* Exercise: Reproduce a passage from the court excerpt below, starting at the words "2. The complaint" and ending after the words "other protected activity.".

* Extract to read:
The complaint repeatedly refers to “Defendants” in the plural, but the only Defendant in this action is CSL Behring. In addition, paragraph 137 of the complaint states that Plaintiff brings his unfair business practices claim “individually and on behalf of all others similarly situated,” but the complaint is otherwise clear that Khankin is the sole Plaintiff and has not brought this case as a class action.
2. The complaint also lacks adequate facts that “connect the protected activities to the adverse action” taken against him. Suarez, 2018 WL 2431473, at * 15-16. The complaint contains a conclusory allegation that “Plaintiff is informed and believes, and based thereon, alleges that Defendants' conduct, as described herein, was substantially motivated by Plaintiff's disclosure of his disability.” Dkt. 1 ¶ 52. As discussed in the preceding paragraph, the complaint does not discuss the circumstances of Plaintiff's alleged disclosure of his disability, nor does it contain other facts such as the timing of the events at issue to support an inference that his termination was substantially motivated by that disclosure or any other protected activity.

* Supplied data:
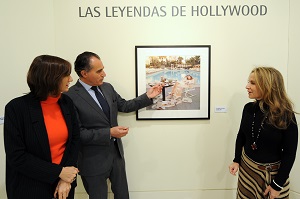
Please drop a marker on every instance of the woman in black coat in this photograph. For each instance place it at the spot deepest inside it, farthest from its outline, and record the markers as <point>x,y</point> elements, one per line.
<point>41,139</point>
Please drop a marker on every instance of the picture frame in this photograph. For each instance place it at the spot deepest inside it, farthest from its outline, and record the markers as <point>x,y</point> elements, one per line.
<point>184,70</point>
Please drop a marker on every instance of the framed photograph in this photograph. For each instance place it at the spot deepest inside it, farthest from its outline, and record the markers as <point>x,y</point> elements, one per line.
<point>185,73</point>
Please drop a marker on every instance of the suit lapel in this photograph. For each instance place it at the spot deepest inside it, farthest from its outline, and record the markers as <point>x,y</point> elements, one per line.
<point>39,128</point>
<point>80,90</point>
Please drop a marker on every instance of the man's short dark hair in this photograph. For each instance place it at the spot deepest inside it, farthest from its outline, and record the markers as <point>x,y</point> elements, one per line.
<point>82,62</point>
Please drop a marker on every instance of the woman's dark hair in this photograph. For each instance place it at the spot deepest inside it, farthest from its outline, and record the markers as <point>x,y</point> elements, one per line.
<point>45,75</point>
<point>82,62</point>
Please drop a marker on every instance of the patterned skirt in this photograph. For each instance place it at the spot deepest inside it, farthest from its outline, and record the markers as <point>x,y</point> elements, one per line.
<point>255,177</point>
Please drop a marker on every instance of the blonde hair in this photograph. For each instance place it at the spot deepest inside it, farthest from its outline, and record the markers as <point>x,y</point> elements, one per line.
<point>270,82</point>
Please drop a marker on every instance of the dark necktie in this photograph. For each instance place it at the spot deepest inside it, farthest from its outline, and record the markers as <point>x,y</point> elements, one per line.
<point>102,101</point>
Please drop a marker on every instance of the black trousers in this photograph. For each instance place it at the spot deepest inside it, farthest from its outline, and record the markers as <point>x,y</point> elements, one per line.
<point>96,186</point>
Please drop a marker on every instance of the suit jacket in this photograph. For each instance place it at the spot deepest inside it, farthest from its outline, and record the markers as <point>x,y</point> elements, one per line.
<point>94,155</point>
<point>30,172</point>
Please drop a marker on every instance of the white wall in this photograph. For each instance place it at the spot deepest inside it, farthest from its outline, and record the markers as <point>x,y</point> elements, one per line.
<point>185,159</point>
<point>293,82</point>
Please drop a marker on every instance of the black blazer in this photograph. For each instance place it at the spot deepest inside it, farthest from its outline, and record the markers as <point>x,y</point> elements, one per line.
<point>30,173</point>
<point>94,155</point>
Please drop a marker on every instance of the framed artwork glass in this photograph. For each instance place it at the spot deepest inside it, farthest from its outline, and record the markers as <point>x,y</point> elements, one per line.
<point>184,72</point>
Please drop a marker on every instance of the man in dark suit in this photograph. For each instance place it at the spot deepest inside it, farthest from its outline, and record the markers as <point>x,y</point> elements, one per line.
<point>101,155</point>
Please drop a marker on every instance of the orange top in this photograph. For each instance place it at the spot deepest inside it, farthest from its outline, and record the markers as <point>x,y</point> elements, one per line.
<point>56,128</point>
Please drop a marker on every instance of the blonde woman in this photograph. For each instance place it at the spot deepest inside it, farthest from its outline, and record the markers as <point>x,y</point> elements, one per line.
<point>266,143</point>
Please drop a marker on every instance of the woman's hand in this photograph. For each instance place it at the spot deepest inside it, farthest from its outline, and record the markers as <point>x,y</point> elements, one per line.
<point>68,174</point>
<point>233,168</point>
<point>62,190</point>
<point>272,192</point>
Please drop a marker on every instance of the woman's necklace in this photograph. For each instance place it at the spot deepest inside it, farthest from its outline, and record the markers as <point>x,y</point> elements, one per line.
<point>254,145</point>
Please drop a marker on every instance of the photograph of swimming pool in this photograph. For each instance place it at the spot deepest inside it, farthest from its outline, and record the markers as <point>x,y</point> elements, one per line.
<point>184,72</point>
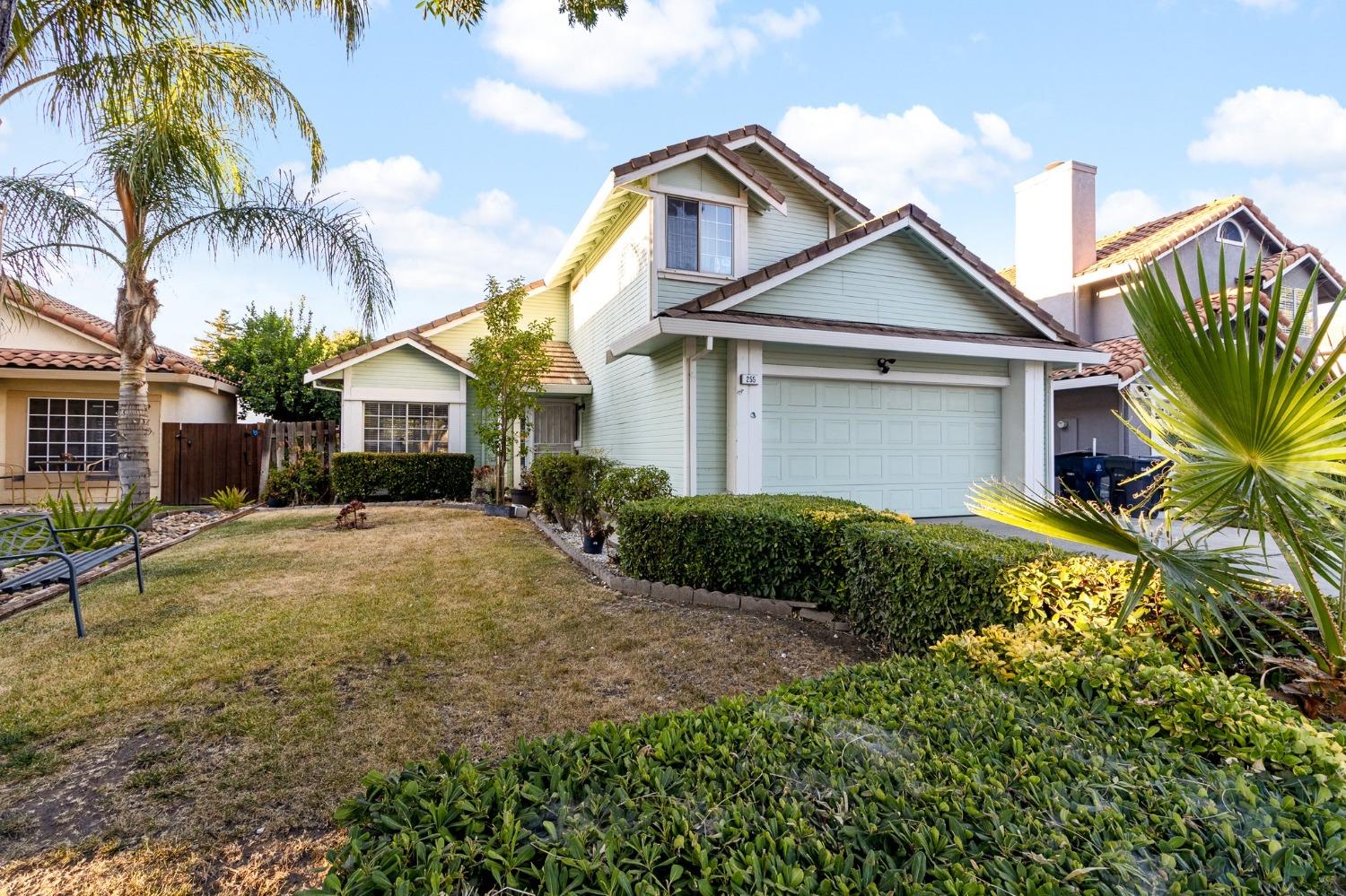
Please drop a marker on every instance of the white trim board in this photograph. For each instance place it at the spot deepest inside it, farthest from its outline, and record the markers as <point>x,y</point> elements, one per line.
<point>368,355</point>
<point>844,339</point>
<point>893,376</point>
<point>902,223</point>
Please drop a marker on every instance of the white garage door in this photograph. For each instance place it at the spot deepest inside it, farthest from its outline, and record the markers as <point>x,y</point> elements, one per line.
<point>910,448</point>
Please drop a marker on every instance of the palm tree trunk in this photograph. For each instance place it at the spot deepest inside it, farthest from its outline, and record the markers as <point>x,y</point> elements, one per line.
<point>135,312</point>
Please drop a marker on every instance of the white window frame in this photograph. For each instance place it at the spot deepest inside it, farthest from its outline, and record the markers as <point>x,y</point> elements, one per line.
<point>1230,222</point>
<point>737,226</point>
<point>27,433</point>
<point>406,404</point>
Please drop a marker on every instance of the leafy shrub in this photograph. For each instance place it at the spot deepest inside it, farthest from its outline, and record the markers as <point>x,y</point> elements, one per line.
<point>909,586</point>
<point>401,476</point>
<point>1138,675</point>
<point>622,486</point>
<point>303,481</point>
<point>67,514</point>
<point>229,498</point>
<point>567,487</point>
<point>909,775</point>
<point>786,546</point>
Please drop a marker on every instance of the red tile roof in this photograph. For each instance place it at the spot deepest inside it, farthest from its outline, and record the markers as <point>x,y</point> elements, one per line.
<point>162,360</point>
<point>835,244</point>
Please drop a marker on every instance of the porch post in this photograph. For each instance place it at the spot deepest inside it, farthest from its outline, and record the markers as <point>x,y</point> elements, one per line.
<point>743,419</point>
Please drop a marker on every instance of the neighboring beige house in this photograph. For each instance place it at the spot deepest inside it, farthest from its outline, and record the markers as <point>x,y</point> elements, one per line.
<point>58,398</point>
<point>1077,277</point>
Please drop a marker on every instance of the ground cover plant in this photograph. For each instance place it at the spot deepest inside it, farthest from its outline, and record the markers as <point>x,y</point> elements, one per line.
<point>920,774</point>
<point>786,546</point>
<point>272,662</point>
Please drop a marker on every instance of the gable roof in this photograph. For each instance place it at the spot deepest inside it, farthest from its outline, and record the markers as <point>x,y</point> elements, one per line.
<point>839,245</point>
<point>48,307</point>
<point>840,196</point>
<point>712,145</point>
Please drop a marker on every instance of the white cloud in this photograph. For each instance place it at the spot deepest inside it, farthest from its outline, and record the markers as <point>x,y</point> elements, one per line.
<point>634,51</point>
<point>382,183</point>
<point>996,135</point>
<point>888,159</point>
<point>1270,5</point>
<point>1125,209</point>
<point>1275,126</point>
<point>520,109</point>
<point>447,253</point>
<point>786,27</point>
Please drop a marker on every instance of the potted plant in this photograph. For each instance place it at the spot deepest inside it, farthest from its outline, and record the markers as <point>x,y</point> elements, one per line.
<point>527,492</point>
<point>508,365</point>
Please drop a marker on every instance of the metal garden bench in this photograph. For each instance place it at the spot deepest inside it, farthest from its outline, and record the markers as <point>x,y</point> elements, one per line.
<point>24,537</point>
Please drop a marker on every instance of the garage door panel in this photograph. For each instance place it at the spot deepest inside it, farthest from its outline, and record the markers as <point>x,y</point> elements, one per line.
<point>901,447</point>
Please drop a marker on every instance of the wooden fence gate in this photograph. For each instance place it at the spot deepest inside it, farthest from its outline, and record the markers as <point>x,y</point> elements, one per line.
<point>201,459</point>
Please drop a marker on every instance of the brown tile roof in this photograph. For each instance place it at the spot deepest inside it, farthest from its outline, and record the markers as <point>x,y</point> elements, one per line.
<point>1128,355</point>
<point>848,326</point>
<point>715,145</point>
<point>842,239</point>
<point>50,360</point>
<point>565,368</point>
<point>89,325</point>
<point>800,161</point>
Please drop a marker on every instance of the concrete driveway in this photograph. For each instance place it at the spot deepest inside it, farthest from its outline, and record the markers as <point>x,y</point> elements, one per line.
<point>1276,568</point>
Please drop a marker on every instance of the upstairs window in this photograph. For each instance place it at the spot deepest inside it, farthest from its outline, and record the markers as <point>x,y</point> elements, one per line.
<point>1232,233</point>
<point>700,237</point>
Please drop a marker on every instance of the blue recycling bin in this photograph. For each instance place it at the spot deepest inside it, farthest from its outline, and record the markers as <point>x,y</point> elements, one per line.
<point>1084,474</point>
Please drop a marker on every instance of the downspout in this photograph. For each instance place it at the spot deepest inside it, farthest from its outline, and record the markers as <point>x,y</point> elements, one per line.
<point>689,411</point>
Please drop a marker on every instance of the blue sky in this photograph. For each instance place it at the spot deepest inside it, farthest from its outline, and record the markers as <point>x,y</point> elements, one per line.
<point>476,152</point>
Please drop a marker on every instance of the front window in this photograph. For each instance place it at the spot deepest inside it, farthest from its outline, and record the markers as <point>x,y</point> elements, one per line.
<point>72,435</point>
<point>700,237</point>
<point>406,427</point>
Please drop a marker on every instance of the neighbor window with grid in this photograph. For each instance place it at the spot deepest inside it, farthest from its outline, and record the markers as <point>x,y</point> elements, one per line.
<point>699,237</point>
<point>406,425</point>
<point>67,435</point>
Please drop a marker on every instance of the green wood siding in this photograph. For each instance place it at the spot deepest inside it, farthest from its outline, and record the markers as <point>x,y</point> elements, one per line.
<point>844,360</point>
<point>404,368</point>
<point>711,392</point>
<point>702,175</point>
<point>894,280</point>
<point>635,411</point>
<point>773,236</point>
<point>551,303</point>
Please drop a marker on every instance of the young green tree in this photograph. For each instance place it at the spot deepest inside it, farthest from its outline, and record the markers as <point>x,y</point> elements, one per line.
<point>508,363</point>
<point>267,354</point>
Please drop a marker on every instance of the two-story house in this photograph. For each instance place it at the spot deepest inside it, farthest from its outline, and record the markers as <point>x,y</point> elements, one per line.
<point>1079,279</point>
<point>727,312</point>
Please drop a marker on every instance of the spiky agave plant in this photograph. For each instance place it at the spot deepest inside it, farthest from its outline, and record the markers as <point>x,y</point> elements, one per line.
<point>1249,427</point>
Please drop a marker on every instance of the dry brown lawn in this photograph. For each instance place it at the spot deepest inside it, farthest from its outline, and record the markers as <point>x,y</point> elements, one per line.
<point>201,736</point>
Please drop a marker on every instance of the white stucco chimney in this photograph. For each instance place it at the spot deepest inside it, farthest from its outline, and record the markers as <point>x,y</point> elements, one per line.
<point>1054,231</point>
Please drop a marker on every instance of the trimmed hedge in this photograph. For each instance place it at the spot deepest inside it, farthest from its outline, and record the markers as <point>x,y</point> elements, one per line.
<point>906,587</point>
<point>783,546</point>
<point>910,775</point>
<point>403,476</point>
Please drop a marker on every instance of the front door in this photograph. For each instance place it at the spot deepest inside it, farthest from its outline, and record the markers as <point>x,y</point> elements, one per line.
<point>554,428</point>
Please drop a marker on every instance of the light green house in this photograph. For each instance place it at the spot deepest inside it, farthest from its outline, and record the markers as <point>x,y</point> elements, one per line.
<point>727,312</point>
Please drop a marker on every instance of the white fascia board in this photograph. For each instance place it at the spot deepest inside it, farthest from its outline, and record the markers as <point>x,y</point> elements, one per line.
<point>581,229</point>
<point>844,339</point>
<point>786,276</point>
<point>1085,382</point>
<point>799,172</point>
<point>672,161</point>
<point>310,376</point>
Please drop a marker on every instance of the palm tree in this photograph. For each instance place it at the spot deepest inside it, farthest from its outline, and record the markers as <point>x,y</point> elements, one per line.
<point>156,186</point>
<point>1251,431</point>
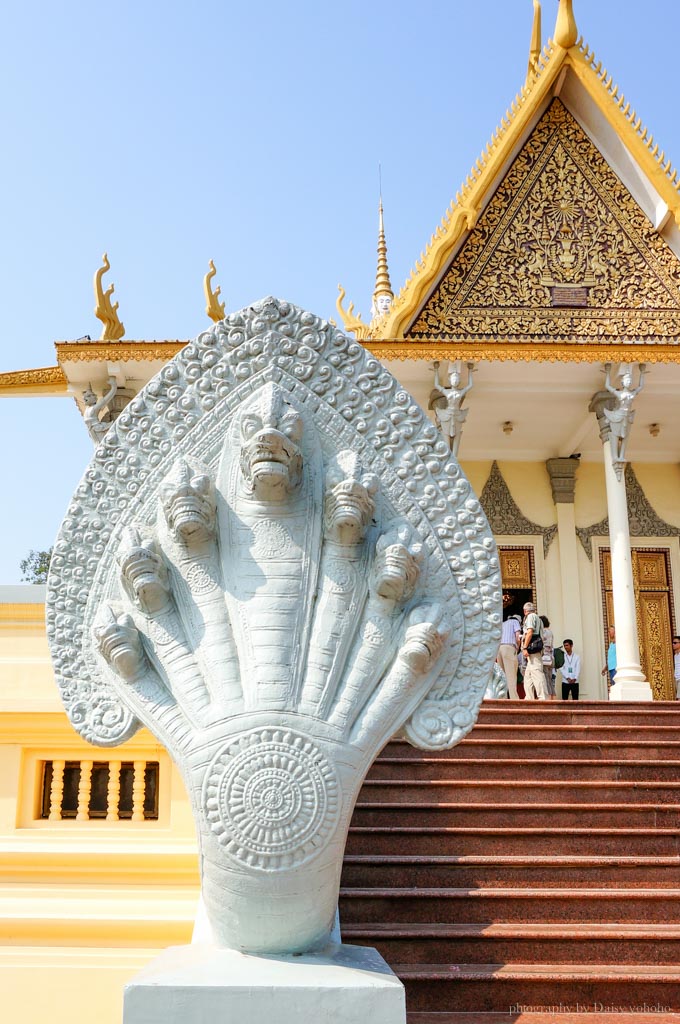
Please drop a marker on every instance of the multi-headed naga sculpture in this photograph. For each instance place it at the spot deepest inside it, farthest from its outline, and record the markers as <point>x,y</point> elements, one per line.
<point>273,563</point>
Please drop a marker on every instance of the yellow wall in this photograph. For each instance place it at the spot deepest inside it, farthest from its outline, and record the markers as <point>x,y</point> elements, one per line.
<point>83,904</point>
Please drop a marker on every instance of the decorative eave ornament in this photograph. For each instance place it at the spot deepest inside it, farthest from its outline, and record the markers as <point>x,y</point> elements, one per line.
<point>104,310</point>
<point>535,48</point>
<point>566,33</point>
<point>214,308</point>
<point>273,563</point>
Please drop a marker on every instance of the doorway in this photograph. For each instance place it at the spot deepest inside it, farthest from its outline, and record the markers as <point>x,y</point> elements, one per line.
<point>517,578</point>
<point>653,613</point>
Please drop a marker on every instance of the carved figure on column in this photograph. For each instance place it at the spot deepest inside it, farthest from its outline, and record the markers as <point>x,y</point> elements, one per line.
<point>97,427</point>
<point>448,403</point>
<point>278,566</point>
<point>621,417</point>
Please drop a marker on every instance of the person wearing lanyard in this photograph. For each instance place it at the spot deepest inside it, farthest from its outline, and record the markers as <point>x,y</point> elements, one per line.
<point>570,672</point>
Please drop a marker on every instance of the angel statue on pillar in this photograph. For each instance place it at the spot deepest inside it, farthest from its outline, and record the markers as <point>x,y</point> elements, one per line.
<point>448,403</point>
<point>96,427</point>
<point>621,417</point>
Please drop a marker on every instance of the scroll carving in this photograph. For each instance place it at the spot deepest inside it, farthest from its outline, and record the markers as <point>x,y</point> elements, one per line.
<point>273,563</point>
<point>505,516</point>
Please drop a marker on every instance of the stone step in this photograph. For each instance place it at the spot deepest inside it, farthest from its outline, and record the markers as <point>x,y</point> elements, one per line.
<point>594,987</point>
<point>458,841</point>
<point>518,942</point>
<point>504,769</point>
<point>579,713</point>
<point>510,871</point>
<point>595,1017</point>
<point>518,791</point>
<point>520,815</point>
<point>504,904</point>
<point>599,730</point>
<point>549,750</point>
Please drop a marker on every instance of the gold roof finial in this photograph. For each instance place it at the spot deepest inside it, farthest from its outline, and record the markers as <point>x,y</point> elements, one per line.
<point>383,294</point>
<point>104,310</point>
<point>565,28</point>
<point>535,48</point>
<point>214,308</point>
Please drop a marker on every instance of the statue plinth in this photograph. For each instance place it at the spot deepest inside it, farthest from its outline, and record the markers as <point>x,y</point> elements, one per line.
<point>193,984</point>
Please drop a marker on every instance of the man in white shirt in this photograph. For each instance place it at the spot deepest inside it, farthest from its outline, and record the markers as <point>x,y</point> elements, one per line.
<point>507,653</point>
<point>570,672</point>
<point>535,680</point>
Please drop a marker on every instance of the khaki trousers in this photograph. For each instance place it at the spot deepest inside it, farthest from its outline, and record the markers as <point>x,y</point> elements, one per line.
<point>535,679</point>
<point>507,658</point>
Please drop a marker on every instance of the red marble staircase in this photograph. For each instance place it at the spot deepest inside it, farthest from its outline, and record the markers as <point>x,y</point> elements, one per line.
<point>532,873</point>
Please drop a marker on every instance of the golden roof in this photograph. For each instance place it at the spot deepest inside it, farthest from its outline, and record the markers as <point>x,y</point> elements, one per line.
<point>564,52</point>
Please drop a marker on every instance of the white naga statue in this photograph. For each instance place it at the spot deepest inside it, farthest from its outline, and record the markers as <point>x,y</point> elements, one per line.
<point>96,427</point>
<point>448,403</point>
<point>621,417</point>
<point>275,566</point>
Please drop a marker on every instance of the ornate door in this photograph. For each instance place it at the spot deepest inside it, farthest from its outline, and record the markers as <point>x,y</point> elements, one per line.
<point>651,579</point>
<point>517,571</point>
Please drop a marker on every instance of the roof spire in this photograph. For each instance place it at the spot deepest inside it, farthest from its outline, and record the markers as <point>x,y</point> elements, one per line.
<point>383,294</point>
<point>565,27</point>
<point>535,48</point>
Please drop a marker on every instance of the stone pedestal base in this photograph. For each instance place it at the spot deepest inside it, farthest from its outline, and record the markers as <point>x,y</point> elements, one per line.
<point>199,984</point>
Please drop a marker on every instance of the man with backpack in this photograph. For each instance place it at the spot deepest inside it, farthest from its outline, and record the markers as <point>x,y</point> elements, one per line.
<point>532,647</point>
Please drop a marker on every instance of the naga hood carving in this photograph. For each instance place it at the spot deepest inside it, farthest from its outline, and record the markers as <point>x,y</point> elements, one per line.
<point>274,564</point>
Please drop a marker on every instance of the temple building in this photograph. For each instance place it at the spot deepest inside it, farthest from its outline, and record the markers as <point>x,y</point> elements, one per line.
<point>541,328</point>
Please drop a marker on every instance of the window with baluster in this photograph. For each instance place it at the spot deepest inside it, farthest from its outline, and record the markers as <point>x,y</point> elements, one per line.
<point>86,791</point>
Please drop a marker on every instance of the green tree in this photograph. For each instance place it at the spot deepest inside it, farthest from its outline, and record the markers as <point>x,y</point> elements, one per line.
<point>35,566</point>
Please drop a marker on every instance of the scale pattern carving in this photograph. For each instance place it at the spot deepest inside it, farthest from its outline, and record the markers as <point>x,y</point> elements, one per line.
<point>274,564</point>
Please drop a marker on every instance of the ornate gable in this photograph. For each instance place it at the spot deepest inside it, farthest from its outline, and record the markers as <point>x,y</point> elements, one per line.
<point>561,251</point>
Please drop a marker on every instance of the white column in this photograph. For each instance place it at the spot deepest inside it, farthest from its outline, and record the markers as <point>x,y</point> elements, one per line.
<point>562,474</point>
<point>630,683</point>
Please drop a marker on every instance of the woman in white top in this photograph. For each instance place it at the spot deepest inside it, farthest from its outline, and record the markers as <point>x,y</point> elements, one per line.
<point>548,656</point>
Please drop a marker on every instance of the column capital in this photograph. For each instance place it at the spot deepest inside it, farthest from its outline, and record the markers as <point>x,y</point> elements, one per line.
<point>562,473</point>
<point>600,401</point>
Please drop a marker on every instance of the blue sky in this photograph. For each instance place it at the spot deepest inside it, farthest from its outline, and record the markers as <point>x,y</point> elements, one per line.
<point>169,133</point>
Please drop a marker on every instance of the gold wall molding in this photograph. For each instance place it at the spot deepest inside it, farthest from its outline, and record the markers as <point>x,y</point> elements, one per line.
<point>49,379</point>
<point>561,251</point>
<point>511,349</point>
<point>136,351</point>
<point>23,612</point>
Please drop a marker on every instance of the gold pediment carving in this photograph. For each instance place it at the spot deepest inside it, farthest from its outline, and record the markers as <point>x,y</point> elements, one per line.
<point>561,251</point>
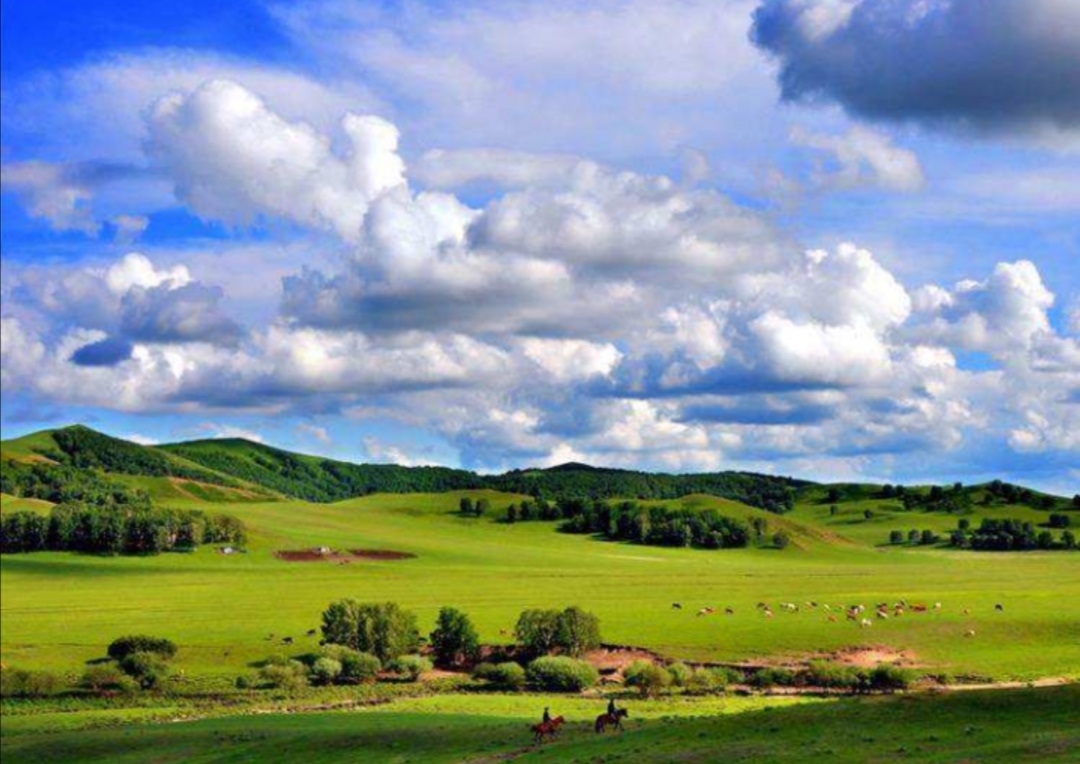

* Written reply:
2. The complaint also lacks adequate facts that “connect the protected activities to the adverse action” taken against him. Suarez, 2018 WL 2431473, at * 15-16. The complaint contains a conclusory allegation that “Plaintiff is informed and believes, and based thereon, alleges that Defendants' conduct, as described herein, was substantially motivated by Plaintiff's disclosure of his disability.” Dkt. 1 ¶ 52. As discussed in the preceding paragraph, the complaint does not discuss the circumstances of Plaintiff's alleged disclosure of his disability, nor does it contain other facts such as the timing of the events at issue to support an inference that his termination was substantially motivated by that disclosure or any other protected activity.